PROVIDED TEXT
--*--

After a minute or so of battling to keep his hat on his head in the heavy winds, the older man casually starts a conversation with us that ends up lasting over half an hour. It turns out he is a native to the area – he grew up clambering in and out of the amazing canyons that open up below us – and he often comes up to the overlook to volunteer his services as a guide/ranger/storyteller. He tells us how the rent in the ground that is filled by the Rio Grande is the site of a continental rift, a dramatic collision of the Earth’s plates over a million years ago. He tells a story about a woman ranger who was patrolling nearby at one point. She encountered a mountain lion, walking toward her on the path. She and the lion both elected to ignore one another, and they casually strolled past each other on the path. I could practically see the big cat shoving his hands in his pockets and whistling – “Nothing to see here!” He talks about how big old rattlers would sleep on the banks of the river below, and how he and his buddies would shoot them in the head with a .22. He describes the volcanoes – he knows the last time each of them erupted. He gives the Professor the names of each of the nearby peaks, and their elevation. I thoroughly enjoy the lesson – though I think the man enjoys it more – sharing his library of knowledge.
Eventually the wind and sun chase us back into our car. We bid our new friend a fond farewell, and then head home, where an afternoon of massages at the spa awaits. Nice life, huh? I sip lemon water, go from hot tub to steam room to cold shower and back again, and eventually am led to a quiet room where a kind woman named Sue beats my shoulders into submission. She says I have swimmer’s shoulders, which makes me think I should abandon running and take up swimming instead. The Professor’s masseuse knew his family very well, and they giddily talk about the old days, asking after second cousins and spouses and kids. We try our best to account for everyone, though it is the Professor’s grandfather who keeps the best track of the family branches.
After massages, we dress and head to the resort’s swanky bar. We have a Stella and watch the sunset, sitting at a fire circle outside on the porch. I see Venus, a bright pinpoint of light. (It must be Venus, it can’t be a star.) We order bar food – burgers, fish tacos – and then head home to find another split of champagne and chocolate-covered strawberries, a kind note from our massage therapists who enjoyed a connection to their happy past. We light an evening fire, and enjoy another quiet evening together. Only a couple of days left.

--*--

TASK TO CARRY OUT
Can you give the travel passage again, starting with "After massages, we" and going on through "of days left.", with "Venus" swapped out for "Jupiter"?

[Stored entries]

--*--

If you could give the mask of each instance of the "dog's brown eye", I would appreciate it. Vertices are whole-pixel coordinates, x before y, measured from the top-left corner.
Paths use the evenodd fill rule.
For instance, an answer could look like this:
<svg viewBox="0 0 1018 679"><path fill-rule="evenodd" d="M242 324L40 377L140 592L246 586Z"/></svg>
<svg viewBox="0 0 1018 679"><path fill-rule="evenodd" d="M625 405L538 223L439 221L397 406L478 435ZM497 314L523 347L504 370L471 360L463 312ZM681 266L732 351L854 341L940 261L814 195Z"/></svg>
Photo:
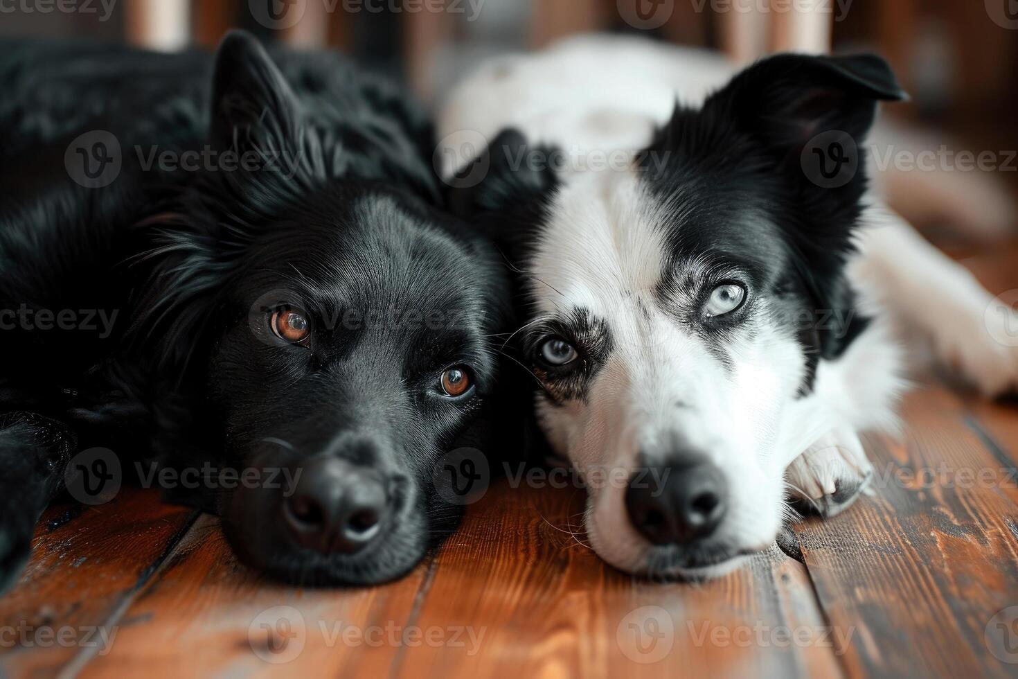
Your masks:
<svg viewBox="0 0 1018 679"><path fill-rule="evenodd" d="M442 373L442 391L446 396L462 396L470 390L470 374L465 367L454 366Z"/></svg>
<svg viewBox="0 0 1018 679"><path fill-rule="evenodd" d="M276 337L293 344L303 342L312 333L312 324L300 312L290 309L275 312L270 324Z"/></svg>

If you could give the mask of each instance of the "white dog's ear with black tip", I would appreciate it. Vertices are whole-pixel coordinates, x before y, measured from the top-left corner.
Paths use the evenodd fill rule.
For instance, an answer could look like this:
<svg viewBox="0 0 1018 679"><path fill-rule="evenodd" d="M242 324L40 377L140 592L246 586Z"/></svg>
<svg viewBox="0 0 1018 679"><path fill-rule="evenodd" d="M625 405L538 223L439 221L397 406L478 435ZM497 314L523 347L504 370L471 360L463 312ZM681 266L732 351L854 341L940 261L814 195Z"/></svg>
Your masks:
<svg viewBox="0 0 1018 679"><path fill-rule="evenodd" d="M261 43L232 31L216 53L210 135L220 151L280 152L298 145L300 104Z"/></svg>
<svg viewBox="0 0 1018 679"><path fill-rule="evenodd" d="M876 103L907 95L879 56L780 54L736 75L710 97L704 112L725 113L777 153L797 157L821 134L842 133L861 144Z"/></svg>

--*--

EXERCISE OUTPUT
After massages, we dress and head to the resort’s swanky bar. We have a Stella and watch the sunset, sitting at a fire circle outside on the porch. I see Jupiter, a bright pinpoint of light. (It must be Jupiter, it can’t be a star.) We order bar food – burgers, fish tacos – and then head home to find another split of champagne and chocolate-covered strawberries, a kind note from our massage therapists who enjoyed a connection to their happy past. We light an evening fire, and enjoy another quiet evening together. Only a couple of days left.